[Spatial localization data]
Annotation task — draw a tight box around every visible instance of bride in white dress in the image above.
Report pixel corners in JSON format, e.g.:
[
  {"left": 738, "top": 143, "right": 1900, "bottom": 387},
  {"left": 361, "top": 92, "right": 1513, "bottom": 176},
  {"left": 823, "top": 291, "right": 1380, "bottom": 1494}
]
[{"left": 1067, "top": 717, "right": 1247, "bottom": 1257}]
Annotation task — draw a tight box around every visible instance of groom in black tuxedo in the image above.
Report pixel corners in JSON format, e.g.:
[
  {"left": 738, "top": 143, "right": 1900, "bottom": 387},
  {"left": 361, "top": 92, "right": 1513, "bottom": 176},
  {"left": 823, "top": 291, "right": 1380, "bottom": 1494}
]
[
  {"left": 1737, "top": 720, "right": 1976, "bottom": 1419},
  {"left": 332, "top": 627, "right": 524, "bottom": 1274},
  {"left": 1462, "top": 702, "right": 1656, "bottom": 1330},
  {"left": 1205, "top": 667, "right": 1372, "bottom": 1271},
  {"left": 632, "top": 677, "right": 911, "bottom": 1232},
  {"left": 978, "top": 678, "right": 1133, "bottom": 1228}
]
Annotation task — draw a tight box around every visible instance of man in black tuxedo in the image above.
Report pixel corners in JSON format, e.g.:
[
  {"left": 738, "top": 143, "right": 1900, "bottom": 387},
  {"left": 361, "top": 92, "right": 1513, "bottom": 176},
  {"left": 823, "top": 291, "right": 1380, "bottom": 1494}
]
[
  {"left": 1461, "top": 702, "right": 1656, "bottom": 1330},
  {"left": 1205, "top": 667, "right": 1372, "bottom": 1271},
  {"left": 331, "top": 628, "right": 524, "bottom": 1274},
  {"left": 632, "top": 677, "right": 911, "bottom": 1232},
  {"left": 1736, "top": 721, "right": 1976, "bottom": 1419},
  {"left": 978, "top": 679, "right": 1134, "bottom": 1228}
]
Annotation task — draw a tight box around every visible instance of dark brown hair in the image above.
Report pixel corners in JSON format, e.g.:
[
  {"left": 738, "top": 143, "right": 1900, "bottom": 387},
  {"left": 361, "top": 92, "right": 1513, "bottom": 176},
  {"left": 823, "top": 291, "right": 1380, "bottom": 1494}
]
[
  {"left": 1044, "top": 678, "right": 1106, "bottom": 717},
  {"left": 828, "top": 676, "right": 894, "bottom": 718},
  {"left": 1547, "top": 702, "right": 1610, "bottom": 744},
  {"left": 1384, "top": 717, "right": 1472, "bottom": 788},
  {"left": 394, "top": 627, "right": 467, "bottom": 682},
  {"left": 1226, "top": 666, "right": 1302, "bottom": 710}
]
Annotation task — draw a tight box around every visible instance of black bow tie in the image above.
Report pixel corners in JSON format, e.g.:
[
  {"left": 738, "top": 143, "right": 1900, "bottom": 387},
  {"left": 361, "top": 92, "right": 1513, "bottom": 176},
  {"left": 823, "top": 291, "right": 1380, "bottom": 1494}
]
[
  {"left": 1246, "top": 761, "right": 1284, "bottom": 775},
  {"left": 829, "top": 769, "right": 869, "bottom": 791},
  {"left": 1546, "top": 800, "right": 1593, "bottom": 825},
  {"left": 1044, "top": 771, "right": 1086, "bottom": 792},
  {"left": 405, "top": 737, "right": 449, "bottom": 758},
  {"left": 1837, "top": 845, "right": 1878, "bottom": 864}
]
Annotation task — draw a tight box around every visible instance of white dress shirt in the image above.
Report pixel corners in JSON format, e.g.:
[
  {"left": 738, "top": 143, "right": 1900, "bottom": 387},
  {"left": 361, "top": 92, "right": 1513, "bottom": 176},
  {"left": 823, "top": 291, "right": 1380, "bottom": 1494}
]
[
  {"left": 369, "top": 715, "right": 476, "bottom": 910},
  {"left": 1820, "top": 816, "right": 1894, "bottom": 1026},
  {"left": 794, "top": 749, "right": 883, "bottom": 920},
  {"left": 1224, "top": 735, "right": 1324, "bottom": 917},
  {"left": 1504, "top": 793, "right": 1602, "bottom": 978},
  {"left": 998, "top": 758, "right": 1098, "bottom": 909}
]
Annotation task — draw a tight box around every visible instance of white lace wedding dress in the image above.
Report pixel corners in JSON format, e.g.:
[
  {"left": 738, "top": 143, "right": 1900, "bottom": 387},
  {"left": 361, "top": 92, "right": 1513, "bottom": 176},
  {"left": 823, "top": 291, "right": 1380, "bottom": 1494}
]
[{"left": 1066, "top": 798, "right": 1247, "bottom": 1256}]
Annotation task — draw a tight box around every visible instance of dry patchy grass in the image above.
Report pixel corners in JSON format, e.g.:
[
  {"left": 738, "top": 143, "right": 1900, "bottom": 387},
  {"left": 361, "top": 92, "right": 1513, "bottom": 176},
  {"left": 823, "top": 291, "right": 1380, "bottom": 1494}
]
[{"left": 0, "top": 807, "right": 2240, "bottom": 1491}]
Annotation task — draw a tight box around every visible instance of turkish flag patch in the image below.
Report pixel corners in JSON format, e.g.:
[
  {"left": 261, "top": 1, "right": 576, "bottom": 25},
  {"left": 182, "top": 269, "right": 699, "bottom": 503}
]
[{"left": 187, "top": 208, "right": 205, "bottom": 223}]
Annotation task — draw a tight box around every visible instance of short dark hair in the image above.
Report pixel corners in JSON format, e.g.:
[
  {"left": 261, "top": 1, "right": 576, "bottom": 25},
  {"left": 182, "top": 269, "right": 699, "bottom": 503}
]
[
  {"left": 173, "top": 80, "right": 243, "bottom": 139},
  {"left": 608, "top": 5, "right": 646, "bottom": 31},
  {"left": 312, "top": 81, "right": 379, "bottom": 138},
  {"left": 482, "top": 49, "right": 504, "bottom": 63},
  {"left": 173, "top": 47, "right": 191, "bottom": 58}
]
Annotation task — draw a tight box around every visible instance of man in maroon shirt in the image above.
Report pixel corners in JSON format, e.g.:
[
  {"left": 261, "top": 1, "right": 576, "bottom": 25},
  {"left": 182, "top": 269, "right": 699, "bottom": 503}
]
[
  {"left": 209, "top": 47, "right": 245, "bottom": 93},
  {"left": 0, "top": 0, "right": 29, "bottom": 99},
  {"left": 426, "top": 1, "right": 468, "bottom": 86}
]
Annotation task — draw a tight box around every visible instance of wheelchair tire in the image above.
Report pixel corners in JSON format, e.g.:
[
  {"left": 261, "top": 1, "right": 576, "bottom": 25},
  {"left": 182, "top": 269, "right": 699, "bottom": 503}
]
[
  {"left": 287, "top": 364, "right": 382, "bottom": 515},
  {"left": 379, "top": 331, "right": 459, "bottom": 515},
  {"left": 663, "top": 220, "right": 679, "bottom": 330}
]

__What you have to do__: Return what is listed above, exactly and completely.

__Your solution__:
Annotation task — draw a tight box around every visible instance of bride in white dress in the image above.
Report pixel corners in JSON format, e.g.:
[
  {"left": 738, "top": 143, "right": 1900, "bottom": 387},
  {"left": 361, "top": 92, "right": 1513, "bottom": 176},
  {"left": 823, "top": 291, "right": 1380, "bottom": 1494}
]
[{"left": 1067, "top": 717, "right": 1247, "bottom": 1257}]
Annotation task — draw a tight box around every visible instance of groom in black tuxedo in the image above.
Report pixel corners in JSON format, e.g.:
[
  {"left": 738, "top": 143, "right": 1900, "bottom": 387},
  {"left": 361, "top": 92, "right": 1513, "bottom": 176},
  {"left": 823, "top": 291, "right": 1380, "bottom": 1494}
]
[
  {"left": 1737, "top": 720, "right": 1976, "bottom": 1419},
  {"left": 332, "top": 627, "right": 524, "bottom": 1274},
  {"left": 1462, "top": 702, "right": 1656, "bottom": 1330},
  {"left": 1205, "top": 667, "right": 1372, "bottom": 1271},
  {"left": 632, "top": 677, "right": 911, "bottom": 1232},
  {"left": 978, "top": 678, "right": 1133, "bottom": 1228}
]
Annotation task — draw a tight box around every visible instance of man in black tuxedo in the image above.
Report pixel corners in JSON format, e.g.:
[
  {"left": 738, "top": 143, "right": 1900, "bottom": 387},
  {"left": 361, "top": 92, "right": 1513, "bottom": 176},
  {"left": 823, "top": 291, "right": 1380, "bottom": 1494}
]
[
  {"left": 1461, "top": 702, "right": 1656, "bottom": 1330},
  {"left": 1205, "top": 667, "right": 1372, "bottom": 1271},
  {"left": 331, "top": 628, "right": 524, "bottom": 1274},
  {"left": 632, "top": 677, "right": 911, "bottom": 1232},
  {"left": 1736, "top": 721, "right": 1976, "bottom": 1419},
  {"left": 978, "top": 679, "right": 1134, "bottom": 1228}
]
Annotation task — draw a tight box around every visible instance of dark brown hair in the image above.
Report pixel corners in JSON format, e.g.:
[
  {"left": 738, "top": 143, "right": 1900, "bottom": 387},
  {"left": 361, "top": 92, "right": 1513, "bottom": 176},
  {"left": 823, "top": 291, "right": 1380, "bottom": 1494}
]
[
  {"left": 1044, "top": 678, "right": 1106, "bottom": 717},
  {"left": 828, "top": 676, "right": 894, "bottom": 718},
  {"left": 1547, "top": 702, "right": 1610, "bottom": 744},
  {"left": 1384, "top": 717, "right": 1472, "bottom": 788},
  {"left": 394, "top": 627, "right": 467, "bottom": 682},
  {"left": 1226, "top": 666, "right": 1302, "bottom": 710}
]
Annotation task — draw a tight box around every visible instance of black bow tie in the image above.
Report pixel corners in JSON format, e.g.:
[
  {"left": 738, "top": 143, "right": 1900, "bottom": 387},
  {"left": 361, "top": 92, "right": 1513, "bottom": 176},
  {"left": 823, "top": 291, "right": 1380, "bottom": 1494}
]
[
  {"left": 1246, "top": 761, "right": 1284, "bottom": 775},
  {"left": 829, "top": 769, "right": 869, "bottom": 791},
  {"left": 1546, "top": 800, "right": 1593, "bottom": 825},
  {"left": 1044, "top": 771, "right": 1086, "bottom": 792},
  {"left": 405, "top": 737, "right": 449, "bottom": 758},
  {"left": 1837, "top": 845, "right": 1878, "bottom": 864}
]
Annotation task — draw a tight box around every visible instance of white dress shirt in the image above.
Report pixel corners in JSON format, e.g.:
[
  {"left": 738, "top": 143, "right": 1900, "bottom": 387},
  {"left": 361, "top": 92, "right": 1513, "bottom": 176},
  {"left": 823, "top": 291, "right": 1380, "bottom": 1494}
]
[
  {"left": 369, "top": 715, "right": 476, "bottom": 910},
  {"left": 1820, "top": 816, "right": 1894, "bottom": 1026},
  {"left": 794, "top": 749, "right": 883, "bottom": 920},
  {"left": 1224, "top": 735, "right": 1324, "bottom": 917},
  {"left": 1504, "top": 793, "right": 1602, "bottom": 978},
  {"left": 998, "top": 758, "right": 1098, "bottom": 909}
]
Annotation task — draw a tight box around every visible instance of white lace wedding dress in the image above.
Report pixel corners in JSON format, e.g.:
[
  {"left": 738, "top": 143, "right": 1900, "bottom": 387},
  {"left": 361, "top": 92, "right": 1513, "bottom": 176},
  {"left": 823, "top": 291, "right": 1380, "bottom": 1494}
]
[{"left": 1066, "top": 798, "right": 1247, "bottom": 1256}]
Annotation task — draw a tight box around every visible instance of dry patchy grass in the image above.
Report pixel corners in JSON format, e.g.:
[
  {"left": 738, "top": 143, "right": 1900, "bottom": 387},
  {"left": 361, "top": 92, "right": 1513, "bottom": 176},
  {"left": 823, "top": 291, "right": 1380, "bottom": 1494}
]
[{"left": 0, "top": 807, "right": 2240, "bottom": 1491}]
Annotation task — draw a tight box around every visible instance of turkish flag patch in the image below.
Report pixel corners in JSON format, e.g.:
[
  {"left": 261, "top": 1, "right": 576, "bottom": 25},
  {"left": 182, "top": 269, "right": 699, "bottom": 503}
]
[{"left": 187, "top": 208, "right": 205, "bottom": 223}]
Annotation task — draw a tight box around every visible instance of short dark hair in the image above.
Report pixel corners in JSON format, e.g.:
[
  {"left": 261, "top": 1, "right": 576, "bottom": 25},
  {"left": 182, "top": 269, "right": 699, "bottom": 503}
]
[
  {"left": 173, "top": 80, "right": 243, "bottom": 139},
  {"left": 608, "top": 5, "right": 646, "bottom": 31},
  {"left": 312, "top": 81, "right": 379, "bottom": 138},
  {"left": 482, "top": 49, "right": 504, "bottom": 63},
  {"left": 173, "top": 47, "right": 191, "bottom": 58}
]
Annotation task — draw a tight box around every visible instance of man in maroon shirt in the image above.
Report pixel corners in JSON format, e.g.:
[
  {"left": 261, "top": 1, "right": 576, "bottom": 25},
  {"left": 182, "top": 269, "right": 699, "bottom": 503}
]
[
  {"left": 209, "top": 47, "right": 245, "bottom": 93},
  {"left": 0, "top": 0, "right": 29, "bottom": 99},
  {"left": 426, "top": 1, "right": 468, "bottom": 86}
]
Annotation task — draw a tight box around every visible instance of wheelchair tire in the image above.
Report pixel corners in JSON format, e.g.:
[
  {"left": 261, "top": 1, "right": 576, "bottom": 25},
  {"left": 182, "top": 269, "right": 699, "bottom": 503}
]
[
  {"left": 287, "top": 364, "right": 382, "bottom": 515},
  {"left": 379, "top": 331, "right": 459, "bottom": 515},
  {"left": 663, "top": 220, "right": 679, "bottom": 330}
]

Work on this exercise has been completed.